Coordinate labeling data
------------------------------------
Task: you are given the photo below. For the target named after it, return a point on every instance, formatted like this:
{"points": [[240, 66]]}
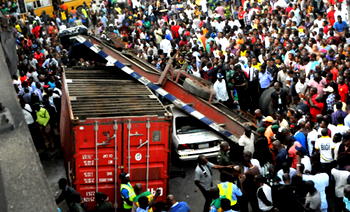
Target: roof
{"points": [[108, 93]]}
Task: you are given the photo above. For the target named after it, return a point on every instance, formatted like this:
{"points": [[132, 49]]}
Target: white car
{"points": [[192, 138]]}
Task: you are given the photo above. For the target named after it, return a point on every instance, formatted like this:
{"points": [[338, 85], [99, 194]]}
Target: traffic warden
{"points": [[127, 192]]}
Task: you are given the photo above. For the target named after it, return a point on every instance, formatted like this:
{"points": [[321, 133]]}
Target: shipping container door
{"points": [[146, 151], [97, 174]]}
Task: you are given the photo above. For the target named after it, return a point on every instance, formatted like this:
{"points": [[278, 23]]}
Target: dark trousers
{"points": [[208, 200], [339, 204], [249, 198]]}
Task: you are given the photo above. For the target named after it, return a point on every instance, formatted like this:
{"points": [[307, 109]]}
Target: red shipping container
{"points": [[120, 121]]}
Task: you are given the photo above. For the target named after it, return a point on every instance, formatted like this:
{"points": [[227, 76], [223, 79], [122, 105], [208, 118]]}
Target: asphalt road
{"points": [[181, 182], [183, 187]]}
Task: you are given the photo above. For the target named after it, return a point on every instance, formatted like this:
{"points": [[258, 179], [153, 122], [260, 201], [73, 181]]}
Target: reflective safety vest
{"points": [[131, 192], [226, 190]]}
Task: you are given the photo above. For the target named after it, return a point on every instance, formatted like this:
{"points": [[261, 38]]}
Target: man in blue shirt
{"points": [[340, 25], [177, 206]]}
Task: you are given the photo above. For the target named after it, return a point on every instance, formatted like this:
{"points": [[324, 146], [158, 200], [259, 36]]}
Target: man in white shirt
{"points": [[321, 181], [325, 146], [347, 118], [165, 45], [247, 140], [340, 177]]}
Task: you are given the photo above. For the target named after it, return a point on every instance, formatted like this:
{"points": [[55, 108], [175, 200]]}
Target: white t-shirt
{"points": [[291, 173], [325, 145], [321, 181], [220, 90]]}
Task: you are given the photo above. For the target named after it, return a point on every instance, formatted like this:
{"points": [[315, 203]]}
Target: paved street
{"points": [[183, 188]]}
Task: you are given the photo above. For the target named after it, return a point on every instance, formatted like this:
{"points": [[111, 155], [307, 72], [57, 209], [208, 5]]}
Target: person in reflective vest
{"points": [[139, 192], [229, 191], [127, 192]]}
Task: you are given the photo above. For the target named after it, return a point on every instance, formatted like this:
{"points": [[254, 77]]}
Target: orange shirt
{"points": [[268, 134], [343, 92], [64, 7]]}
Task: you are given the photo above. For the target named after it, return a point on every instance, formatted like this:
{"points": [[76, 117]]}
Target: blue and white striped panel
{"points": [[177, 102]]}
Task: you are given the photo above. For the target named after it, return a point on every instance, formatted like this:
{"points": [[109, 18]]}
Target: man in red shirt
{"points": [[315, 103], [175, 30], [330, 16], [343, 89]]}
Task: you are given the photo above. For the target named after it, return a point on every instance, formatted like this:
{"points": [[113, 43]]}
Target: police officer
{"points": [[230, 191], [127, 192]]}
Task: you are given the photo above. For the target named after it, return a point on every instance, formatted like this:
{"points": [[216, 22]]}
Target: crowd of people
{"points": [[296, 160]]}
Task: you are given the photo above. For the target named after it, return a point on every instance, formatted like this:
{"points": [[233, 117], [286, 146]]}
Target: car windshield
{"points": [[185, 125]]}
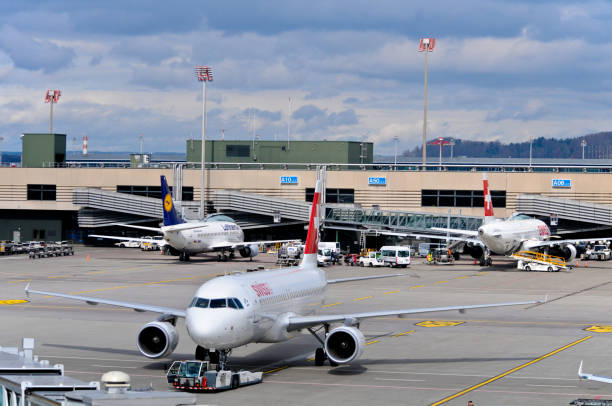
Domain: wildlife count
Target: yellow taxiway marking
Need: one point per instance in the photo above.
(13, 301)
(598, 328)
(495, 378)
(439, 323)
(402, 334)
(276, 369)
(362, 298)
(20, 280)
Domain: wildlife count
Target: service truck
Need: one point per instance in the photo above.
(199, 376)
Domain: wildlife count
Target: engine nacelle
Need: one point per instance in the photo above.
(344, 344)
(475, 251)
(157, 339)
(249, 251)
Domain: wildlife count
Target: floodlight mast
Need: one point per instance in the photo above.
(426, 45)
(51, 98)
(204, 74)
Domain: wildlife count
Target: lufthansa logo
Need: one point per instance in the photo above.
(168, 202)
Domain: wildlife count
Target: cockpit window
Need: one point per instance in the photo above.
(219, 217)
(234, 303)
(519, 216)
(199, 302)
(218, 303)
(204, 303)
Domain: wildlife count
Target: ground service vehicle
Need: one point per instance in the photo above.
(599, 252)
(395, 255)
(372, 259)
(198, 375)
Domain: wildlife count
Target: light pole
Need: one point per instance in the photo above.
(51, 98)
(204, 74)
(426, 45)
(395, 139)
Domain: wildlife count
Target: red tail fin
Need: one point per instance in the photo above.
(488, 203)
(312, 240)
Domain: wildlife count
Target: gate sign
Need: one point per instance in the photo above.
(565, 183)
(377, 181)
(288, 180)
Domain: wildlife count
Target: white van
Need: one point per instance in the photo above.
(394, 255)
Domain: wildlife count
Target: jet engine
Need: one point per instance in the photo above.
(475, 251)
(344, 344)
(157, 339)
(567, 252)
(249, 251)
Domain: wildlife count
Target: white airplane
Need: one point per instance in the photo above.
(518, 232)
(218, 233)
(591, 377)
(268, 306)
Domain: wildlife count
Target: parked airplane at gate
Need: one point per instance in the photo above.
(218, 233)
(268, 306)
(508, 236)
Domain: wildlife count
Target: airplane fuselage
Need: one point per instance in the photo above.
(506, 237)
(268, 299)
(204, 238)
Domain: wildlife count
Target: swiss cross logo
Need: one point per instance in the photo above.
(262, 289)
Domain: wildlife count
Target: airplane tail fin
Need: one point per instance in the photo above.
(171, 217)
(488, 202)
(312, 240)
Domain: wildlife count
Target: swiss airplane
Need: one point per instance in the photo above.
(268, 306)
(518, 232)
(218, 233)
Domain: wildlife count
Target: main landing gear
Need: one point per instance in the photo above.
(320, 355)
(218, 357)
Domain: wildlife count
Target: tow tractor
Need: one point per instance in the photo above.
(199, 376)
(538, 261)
------------------------------------
Short problem. Please report each line of the records above that contains the string "tail", matching case exactly.

Result.
Target: red tail fin
Target: airplane tail fin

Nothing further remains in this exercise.